== Texte

Face à Omicron, « les doses de rappel ne vont pas vous rendre aussi protégé que ce que vous aviez face au variant Delta », indique Benoit Barbeau, virologue et professeur au département des sciences biologiques de l’Université du Québec à Montréal.

« Je pense que c’est une bonne idée de mettre en perspective qu’une troisième dose ne sera pas miraculeuse », note Andrés Finzi, immunologue de l’Université de Montréal.

Ce constat « frappant » est à mettre en contexte, relèvent toutefois les chercheurs.

« La protection, c’est beaucoup plus complexe que la capacité de ces anticorps à neutraliser le virus dans une éprouvette », rappelle M. Lamarre.

« Chez une personne, c’est quand même assez différent. Il n’y a pas seulement les anticorps, il y a d’autres éléments dans la réponse immunitaire, il y a les cellules, les composantes cellulaires », abonde M. Barbeau.

====
== Enregistrements

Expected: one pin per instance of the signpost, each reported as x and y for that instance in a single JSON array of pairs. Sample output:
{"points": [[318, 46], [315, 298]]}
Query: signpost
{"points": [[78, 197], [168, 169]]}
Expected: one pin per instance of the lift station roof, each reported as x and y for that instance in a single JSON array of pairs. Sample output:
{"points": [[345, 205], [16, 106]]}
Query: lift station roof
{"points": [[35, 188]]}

====

Consignes |
- A) Relevez le nom de chacune des personnes citées dans le texte sur l'efficacité des doses de rappel contre Omicron.
- B) Poursuivez le texte sur l'efficacité des doses de rappel contre Omicron à partir de sa dernière phrase.

Corrigé |
- A) Benoit Barbeau, Andrés Finzi, M. Lamarre

- B)
Il faudra voir « en vie réelle », dans d’autres pays où l’administration de la troisième dose est plus avancée, prévoit M. Lamarre.

La troisième dose n’aura pas un effet spectaculaire, mais elle devrait avoir un effet suffisamment important pour vous donner une meilleure capacité de lutter contre l’infection. Alors c’est loin d’être un coup d’épée dans l’eau.

Benoit Barbeau, virologue et professeur au département des sciences biologiques de l’Université du Québec à Montréal

« Une troisième dose de rappel pourrait ne pas vous protéger adéquatement d’une infection à l’Omicron, mais bien sûr, il est conseillé de la recevoir », écrivent d’ailleurs les auteurs de l’étude américaine.

Troisième dose nécessaire

Si deux doses protégeaient à 95 % contre les hospitalisations et à 75 % contre les infections dans le cas du variant Delta, ce n’est plus vrai dans le cas d’Omicron, insiste la pédiatre et microbiologiste-infectiologue Caroline Quach-Thanh, du CHU Sainte-Justine. « Deux doses, c’est 40 % de protection contre les infections et autour de 70 % de protection contre les hospitalisations. La dose de rappel augmente cette protection. »

Or, il faut absolument limiter les infections, plaide-t-elle, non sans émotion.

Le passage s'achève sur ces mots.